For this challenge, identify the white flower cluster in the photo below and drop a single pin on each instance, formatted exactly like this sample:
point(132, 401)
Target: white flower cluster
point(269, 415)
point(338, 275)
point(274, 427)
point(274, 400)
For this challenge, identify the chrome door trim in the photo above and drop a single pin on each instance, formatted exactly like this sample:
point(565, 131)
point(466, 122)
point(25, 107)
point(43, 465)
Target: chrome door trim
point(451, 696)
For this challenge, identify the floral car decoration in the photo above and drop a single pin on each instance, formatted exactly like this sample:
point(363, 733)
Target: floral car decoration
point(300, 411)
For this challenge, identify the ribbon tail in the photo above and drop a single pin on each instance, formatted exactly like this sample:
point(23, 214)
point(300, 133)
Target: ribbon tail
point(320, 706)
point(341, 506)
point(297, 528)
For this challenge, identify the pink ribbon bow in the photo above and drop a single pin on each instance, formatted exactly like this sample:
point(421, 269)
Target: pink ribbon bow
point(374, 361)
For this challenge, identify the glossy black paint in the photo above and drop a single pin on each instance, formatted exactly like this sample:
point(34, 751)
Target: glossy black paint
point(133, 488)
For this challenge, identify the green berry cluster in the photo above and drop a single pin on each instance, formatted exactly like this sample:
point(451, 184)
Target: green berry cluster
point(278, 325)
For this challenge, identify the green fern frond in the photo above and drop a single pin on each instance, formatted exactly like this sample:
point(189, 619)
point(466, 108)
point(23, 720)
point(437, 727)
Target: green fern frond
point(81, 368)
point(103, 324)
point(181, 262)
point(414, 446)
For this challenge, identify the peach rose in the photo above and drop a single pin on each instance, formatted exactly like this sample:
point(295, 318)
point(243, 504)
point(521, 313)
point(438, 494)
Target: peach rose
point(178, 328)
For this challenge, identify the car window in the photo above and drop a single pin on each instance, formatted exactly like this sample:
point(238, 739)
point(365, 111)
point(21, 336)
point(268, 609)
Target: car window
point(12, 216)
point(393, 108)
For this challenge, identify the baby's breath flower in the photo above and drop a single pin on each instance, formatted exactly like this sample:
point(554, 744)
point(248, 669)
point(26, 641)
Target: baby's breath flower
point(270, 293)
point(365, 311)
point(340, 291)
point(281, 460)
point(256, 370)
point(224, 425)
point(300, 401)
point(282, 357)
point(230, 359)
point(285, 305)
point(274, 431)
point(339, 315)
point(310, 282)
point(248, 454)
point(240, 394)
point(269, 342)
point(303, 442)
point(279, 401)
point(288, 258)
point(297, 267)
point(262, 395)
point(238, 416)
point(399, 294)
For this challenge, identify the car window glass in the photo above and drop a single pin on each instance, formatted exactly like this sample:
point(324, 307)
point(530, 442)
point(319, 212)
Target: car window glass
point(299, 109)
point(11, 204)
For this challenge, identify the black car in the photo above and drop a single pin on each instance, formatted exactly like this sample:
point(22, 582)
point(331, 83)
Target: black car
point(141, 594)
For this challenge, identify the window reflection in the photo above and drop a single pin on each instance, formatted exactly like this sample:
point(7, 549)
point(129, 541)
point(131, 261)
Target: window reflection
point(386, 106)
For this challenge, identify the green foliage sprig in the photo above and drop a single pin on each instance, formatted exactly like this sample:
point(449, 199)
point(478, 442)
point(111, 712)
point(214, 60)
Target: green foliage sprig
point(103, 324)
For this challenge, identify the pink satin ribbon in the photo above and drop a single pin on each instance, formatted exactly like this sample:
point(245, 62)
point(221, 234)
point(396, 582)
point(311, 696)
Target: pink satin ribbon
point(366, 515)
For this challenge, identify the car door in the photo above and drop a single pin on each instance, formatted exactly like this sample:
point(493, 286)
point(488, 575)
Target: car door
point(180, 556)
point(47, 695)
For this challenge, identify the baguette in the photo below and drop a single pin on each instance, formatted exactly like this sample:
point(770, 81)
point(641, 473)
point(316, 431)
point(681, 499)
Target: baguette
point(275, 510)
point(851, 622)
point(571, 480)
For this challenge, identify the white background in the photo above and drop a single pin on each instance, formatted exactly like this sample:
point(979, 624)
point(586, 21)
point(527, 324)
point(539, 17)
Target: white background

************

**Required action:** A single number is the reply: the count of lines in the entries above that have the word "background".

**Output:** 2